- [Assignment] Write out every line of the data below exactly, leaving out the pictures.

- [Data to examine]
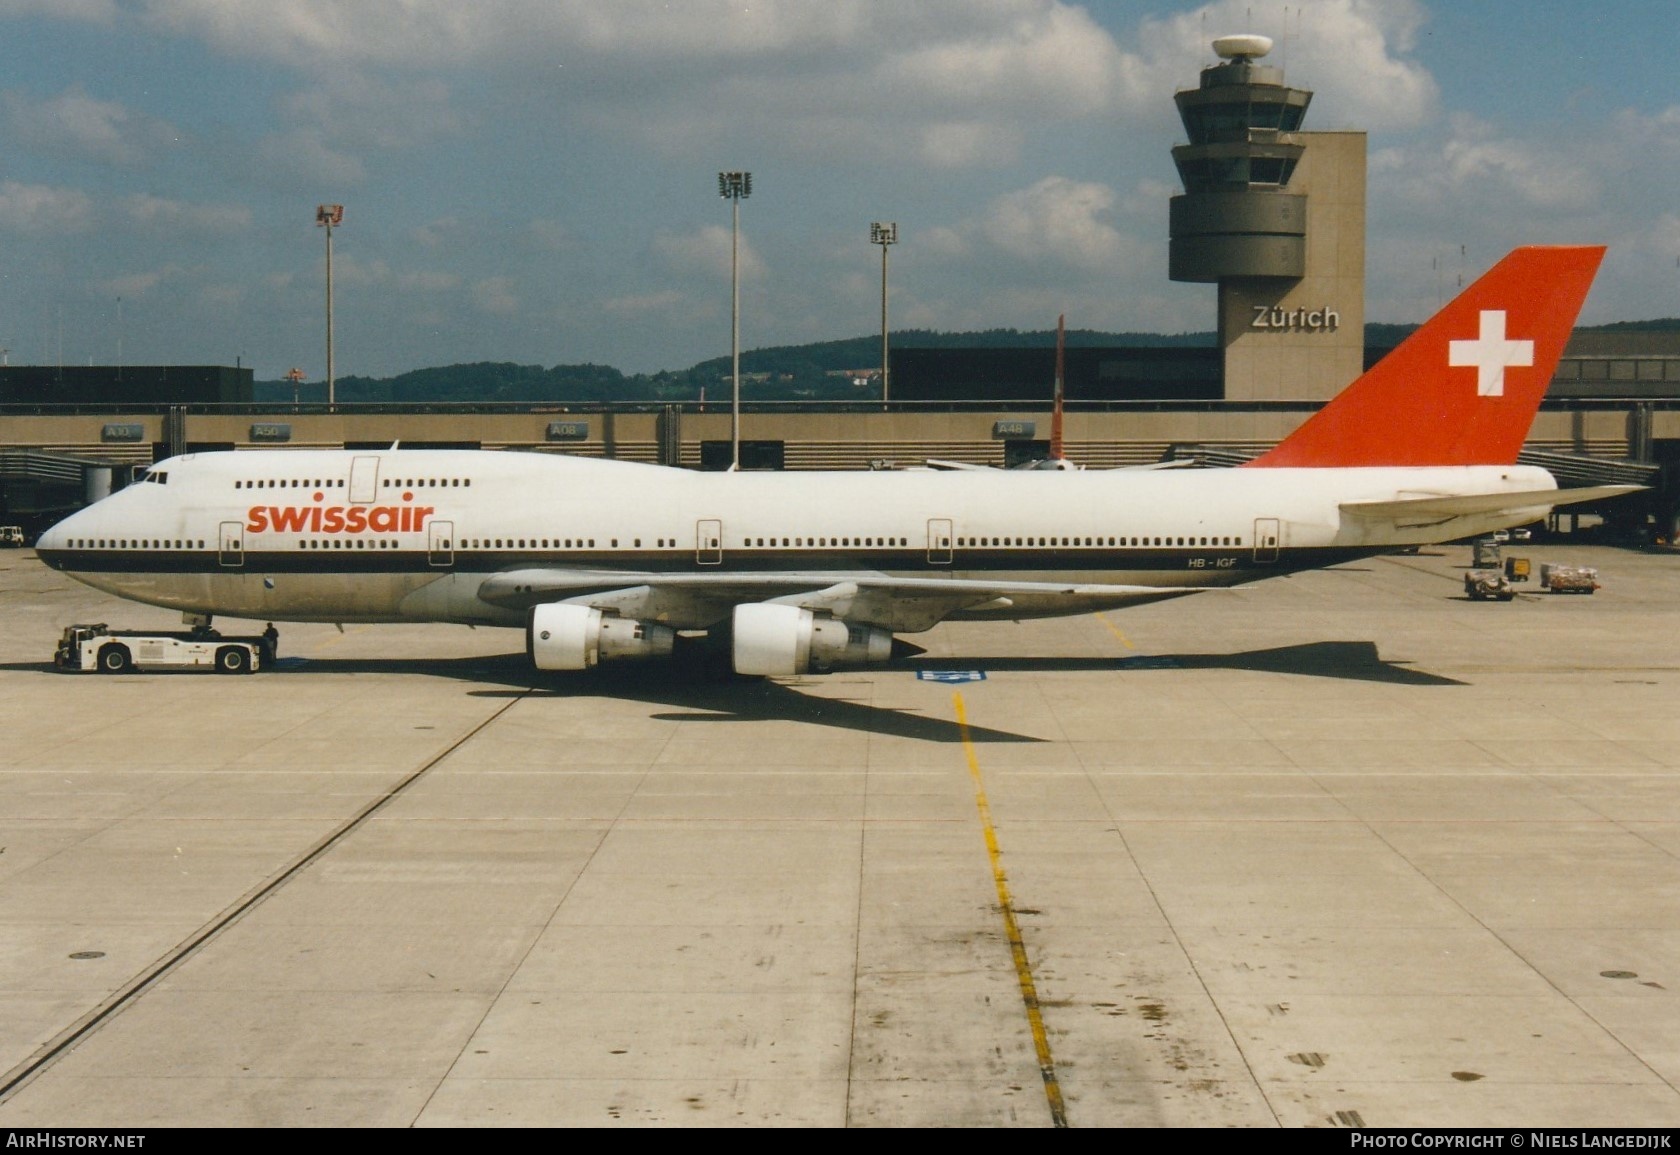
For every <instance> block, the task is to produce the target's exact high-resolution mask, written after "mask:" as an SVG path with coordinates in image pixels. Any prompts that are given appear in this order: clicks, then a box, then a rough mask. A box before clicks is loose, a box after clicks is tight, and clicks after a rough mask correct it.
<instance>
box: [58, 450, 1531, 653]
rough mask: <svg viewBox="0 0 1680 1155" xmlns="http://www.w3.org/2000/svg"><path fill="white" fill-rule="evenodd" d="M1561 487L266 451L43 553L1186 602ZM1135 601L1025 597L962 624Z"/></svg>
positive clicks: (555, 455) (348, 593)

- [Response]
For every <instance> block, the task is to produce the target's exact high-resolution mask, written after "mask:" as an SVG path with coordinates in image pixels. Any prompts that are given appear in this order: clicks, then a box, then a rough mask. A box before clicks is loose, a box after clicks is tight, and clicks after a rough mask correct it.
<instance>
box: [58, 450, 1531, 653]
rough mask: <svg viewBox="0 0 1680 1155" xmlns="http://www.w3.org/2000/svg"><path fill="white" fill-rule="evenodd" d="M1561 487L266 451L43 553L1186 602ZM1135 601L1025 597L962 624Z"/></svg>
positive clicks: (555, 455) (348, 593)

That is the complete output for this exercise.